• **Document text**:
* START *

13 min read

New Moon: To do more with less

Bare alpine tundra. In the background, white snowy mountains. In the foreground, black asphalt.
The archetypal austerity of the Icelandic landscape. Photo taken in May 2019.

It's Friday. Hello. Thank you for bearing with my absence last week. The situation that stole me away was potentially serious but has since resolved and was followed by a singularly magnificent weekend.

I've now still dealt with a myriad of connected and disconnected things this week, some of which are weighing on me today in particular; and therefore I suspect that today's post will be relatively short. However, the topic I had settled on is rather well suited for brevity, perhaps even demanding it. I have asked myself: what exactly are the merits of asceticism — of deliberate abstinence from things which give pleasure, whether or not the pleasure itself is good?

* END *

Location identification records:

* START *

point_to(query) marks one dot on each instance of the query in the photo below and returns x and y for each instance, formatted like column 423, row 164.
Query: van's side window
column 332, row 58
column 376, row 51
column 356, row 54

* END *

• **Task instructions**:
**a)** In the post on asceticism, take the part that opens with the words containing "I've now still" and closes with "itself is good?", and switch "asceticism" to "austerity".
**b)** According to the post on asceticism, when was the photo of the Icelandic landscape taken?
You won't need the records for this.

• **Answers to the problems**:
**a)**
I've now still dealt with a myriad of connected and disconnected things this week, some of which are weighing on me today in particular; and therefore I suspect that today's post will be relatively short. However, the topic I had settled on is rather well suited for brevity, perhaps even demanding it. I have asked myself: what exactly are the merits of austerity — of deliberate abstinence from things which give pleasure, whether or not the pleasure itself is good?

**b)** May 2019